_WRITTEN INSTRUCTION_
Below is a listing to write out in full, exactly as given, without its pictures.

(Records from a collection)
* BEGIN *
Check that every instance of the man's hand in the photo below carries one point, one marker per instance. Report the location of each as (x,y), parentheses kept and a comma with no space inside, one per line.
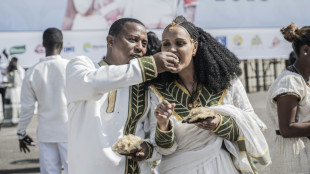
(163,112)
(166,61)
(209,124)
(142,154)
(23,144)
(5,53)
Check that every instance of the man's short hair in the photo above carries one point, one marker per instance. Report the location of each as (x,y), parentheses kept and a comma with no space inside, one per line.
(52,38)
(118,25)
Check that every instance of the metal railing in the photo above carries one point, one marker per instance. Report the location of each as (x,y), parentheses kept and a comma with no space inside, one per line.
(258,74)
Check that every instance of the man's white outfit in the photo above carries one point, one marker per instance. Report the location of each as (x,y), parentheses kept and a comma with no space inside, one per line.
(45,83)
(102,107)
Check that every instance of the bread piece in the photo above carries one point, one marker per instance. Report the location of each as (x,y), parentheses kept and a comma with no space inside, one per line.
(127,145)
(198,115)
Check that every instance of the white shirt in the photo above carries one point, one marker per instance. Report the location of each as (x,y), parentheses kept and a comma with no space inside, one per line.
(45,83)
(93,130)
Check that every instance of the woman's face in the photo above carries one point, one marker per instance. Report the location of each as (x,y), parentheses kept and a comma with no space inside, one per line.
(178,41)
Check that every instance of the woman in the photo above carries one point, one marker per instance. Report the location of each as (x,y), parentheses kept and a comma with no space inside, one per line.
(288,108)
(207,77)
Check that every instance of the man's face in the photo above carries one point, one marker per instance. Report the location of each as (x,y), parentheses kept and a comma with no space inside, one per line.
(130,43)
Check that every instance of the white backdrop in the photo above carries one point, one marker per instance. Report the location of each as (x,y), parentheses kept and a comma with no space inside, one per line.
(249,28)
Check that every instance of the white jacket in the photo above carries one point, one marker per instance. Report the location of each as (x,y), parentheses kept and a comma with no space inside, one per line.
(45,83)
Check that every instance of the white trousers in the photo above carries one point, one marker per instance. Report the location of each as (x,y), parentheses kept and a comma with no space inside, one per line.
(53,156)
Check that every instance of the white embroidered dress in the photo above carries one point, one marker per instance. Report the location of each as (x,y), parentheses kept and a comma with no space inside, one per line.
(198,151)
(289,155)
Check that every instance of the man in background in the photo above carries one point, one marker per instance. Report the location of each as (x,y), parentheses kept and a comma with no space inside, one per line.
(45,83)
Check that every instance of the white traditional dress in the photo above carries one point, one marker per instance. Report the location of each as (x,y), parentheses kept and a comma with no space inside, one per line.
(44,83)
(102,108)
(189,149)
(12,95)
(289,155)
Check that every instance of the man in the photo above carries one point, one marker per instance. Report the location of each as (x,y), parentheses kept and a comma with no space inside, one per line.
(102,107)
(45,83)
(15,75)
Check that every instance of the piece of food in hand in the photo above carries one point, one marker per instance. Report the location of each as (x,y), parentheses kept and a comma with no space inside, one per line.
(128,145)
(28,141)
(199,114)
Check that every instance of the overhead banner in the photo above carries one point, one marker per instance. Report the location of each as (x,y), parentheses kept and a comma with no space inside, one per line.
(37,15)
(249,28)
(28,48)
(245,43)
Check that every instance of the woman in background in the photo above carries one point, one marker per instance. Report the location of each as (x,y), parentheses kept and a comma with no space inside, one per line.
(288,108)
(207,77)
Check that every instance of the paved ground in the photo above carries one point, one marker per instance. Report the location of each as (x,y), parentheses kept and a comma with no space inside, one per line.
(12,161)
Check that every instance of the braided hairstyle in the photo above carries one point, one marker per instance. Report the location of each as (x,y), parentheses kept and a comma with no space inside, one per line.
(297,36)
(215,66)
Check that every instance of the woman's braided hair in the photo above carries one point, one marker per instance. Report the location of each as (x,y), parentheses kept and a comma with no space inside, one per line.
(215,66)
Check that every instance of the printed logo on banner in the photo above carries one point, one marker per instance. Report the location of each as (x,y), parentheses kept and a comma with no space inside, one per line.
(238,40)
(221,39)
(87,47)
(256,41)
(68,49)
(39,49)
(17,49)
(275,42)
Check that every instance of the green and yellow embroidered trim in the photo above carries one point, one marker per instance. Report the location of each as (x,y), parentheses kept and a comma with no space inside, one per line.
(151,150)
(175,93)
(138,102)
(111,101)
(148,68)
(165,139)
(228,129)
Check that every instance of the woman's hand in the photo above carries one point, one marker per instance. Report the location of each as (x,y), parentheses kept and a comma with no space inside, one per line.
(162,113)
(210,124)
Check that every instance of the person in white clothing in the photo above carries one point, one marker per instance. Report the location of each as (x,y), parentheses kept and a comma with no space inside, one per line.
(45,83)
(288,108)
(15,75)
(208,78)
(103,106)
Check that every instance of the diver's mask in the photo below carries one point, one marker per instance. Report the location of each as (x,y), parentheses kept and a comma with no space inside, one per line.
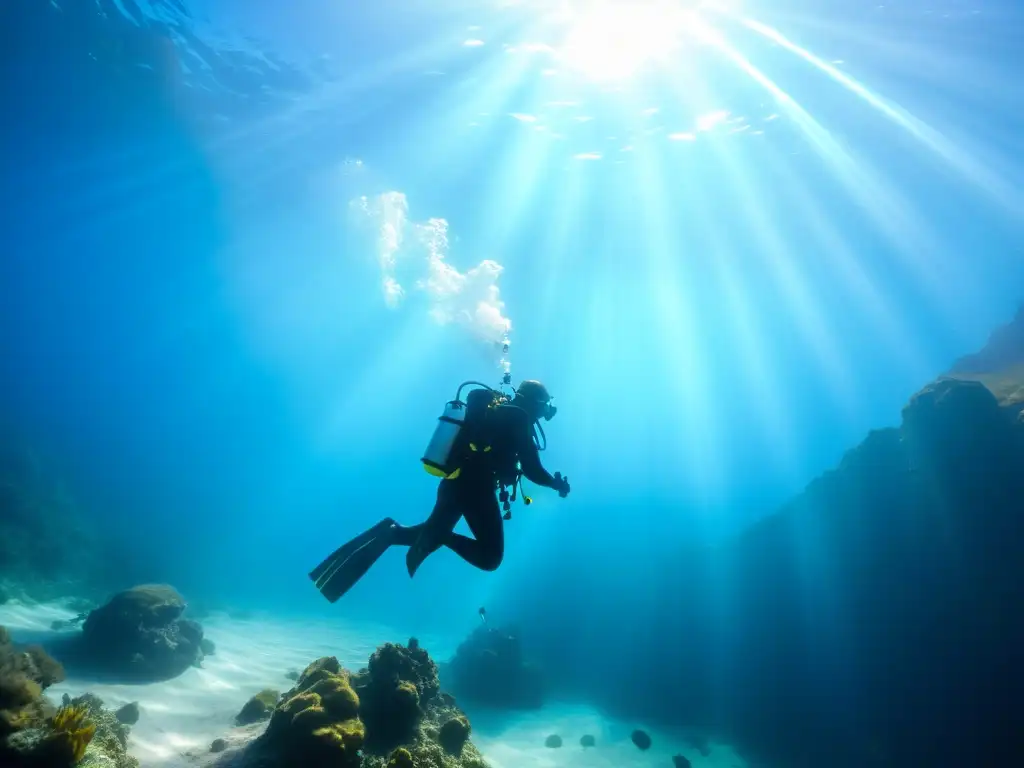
* END *
_TASK OUTPUT_
Check that every instance of the man's hand in the photo below carries one point, one marker per instance. Report the location of each as (x,y), parentheses kept and a comma with no space inside, one per line.
(163,112)
(166,61)
(209,124)
(142,154)
(23,144)
(5,53)
Check that every instance of the man's short hair in the photo above carries one point, one marker per instance. Report the location of each as (x,y), parentheses kept and a comma with no space inside, one per line.
(52,38)
(118,25)
Check that every instance of the metal railing in the photo above carries one point, one marker per instance. Report the location of each as (x,y), parentheses kept and a comma with no space inside, one per line.
(258,74)
Check that every instance of the man's white outfit in the photo above carries one point, one marker per instance. Report the location of each as (x,y), parentheses kept and a comma with no space inside, one per line.
(45,83)
(102,107)
Check that every instance of the bread piece in the photo above carries one point, one marker per instance. Report the location of each as (x,y), parentheses kept and a comma with no space inside, one per line.
(127,145)
(198,115)
Check that every instance of the white shirt in the photo above carries one point, one marker per instance. Report the location of each as (x,y), parentheses kept and a comma with no space inside, one per line.
(45,83)
(93,130)
Check that every instance of the woman's face in the photo above carries one point, one marker per instance. Report the location of each as (x,y), parentheses kept and a comma with no space inside, one per line.
(178,41)
Check that every instance of the woman in the photo above carries one point, one marker per instance. Report the location of each as (x,y), parentheses kept and a comma with no space inside, one per line.
(288,108)
(207,77)
Check that every instance of the man's face in the photo above carries one point, one marker per instance. Report the location of each as (x,y), parentheses kept and a comma with no space inside, one per line.
(130,43)
Check that every instance of the white backdrop in the photo above carries one point, one marker per instance. Report the location of each as (x,y), parentheses kept and a comma with no space inside, one per line.
(249,28)
Check that every instance of the white jacket in the photo above carries one point, one marker per instance. Report the location of each as (x,y), parentheses kept and a comma with no space inside, one per line.
(45,83)
Check that every instance of the white trousers in the photo above carries one point, one marker per instance. Report the location of each as (x,y), parentheses kept and a comma with no space inside, one per line.
(53,156)
Check that every instance of the white embroidered dress in the photo above carries one point, one marker per instance. Report the location of each as (x,y), parentheses kept and a comma with no space inside, one per line.
(198,151)
(289,155)
Check that every instance of the man in background in the photo above carries one point, one marker per instance. Report the location of each as (x,y), parentheses kept and a comma with no space inside, one per line.
(45,83)
Check that every instance of the white traditional dress in the photo above carries one point, one marker per instance. Report the location of each as (x,y), parentheses kept and a comma with no space inside, one per line.
(44,83)
(102,108)
(189,149)
(12,95)
(289,155)
Check that every instance of the man in the photo above carries one point, one marker per instance. Report the location of each as (x,y), parentheses kept and a comma with no space inside, one per line.
(102,107)
(45,83)
(15,75)
Check that every instance of the piece of food in hand in the photo above carries one point, one marker per instance. Report the location of each as (x,y), parentheses kept and a comma with no space inside, one per line.
(128,145)
(28,141)
(199,114)
Check that every instance of the overhead banner in the photo above carries one point, one marker per instance. Report the location of each as (x,y), parentheses kept and a comma with no space inside, one per line.
(37,15)
(249,28)
(28,48)
(245,43)
Check that every instance of the woman in background in the photo above carries one point, one marker per instance. Report the location of each as (x,y), parentheses kept and a comma with no space inside, one per line.
(288,108)
(207,77)
Check that every instance of the paved ground in the photo above carries one point, one marker per instance. Report the location of each as (x,y), parentheses kept and a comma with no space inside, one per line.
(12,161)
Check that every instance of the braided hairstyle in the photo above carries one point, one marker per instance. Report the location of each as (x,y), parentheses kept and a comma with no space inside, one per line.
(297,36)
(215,66)
Check that every instance of the woman's braided hair in the photo above carries one point, one marker per instance. Report the location of each as (x,y), parentheses kept and a comma with no space inside, one per line.
(215,66)
Check that every instance of the printed logo on banner in the photo above carries one point, one marker per instance. Report the location of each as (x,y), parentheses kept and a comma with no space inside, one per line.
(238,40)
(221,39)
(87,47)
(256,41)
(68,49)
(39,49)
(17,49)
(275,42)
Check that every instance of the green and yellow embroidered trim in the photo above carries one point, one marker per instance. Report the location of each as (x,y), parentheses kept and a comma with no space inside, one per line.
(151,150)
(175,93)
(138,102)
(111,101)
(148,68)
(165,139)
(228,129)
Check that every instance of the woman's hand in the photo above carries one point, one marker per instance. Report the location of each as (x,y), parentheses kept and a comma with no space inside, one per line.
(162,113)
(210,124)
Check that every instance of the person in white clothing in the photo above carries one point, one marker per instance. Report the location of each as (x,y), parentheses kept and a comma with no space inside, one per line.
(45,83)
(288,108)
(15,75)
(208,78)
(103,106)
Check that every instance of the diver's mask in the photo below carries one point, one marker per instance. Report the location of each as (x,y), parentheses kept and a comma with no space inside, one per line.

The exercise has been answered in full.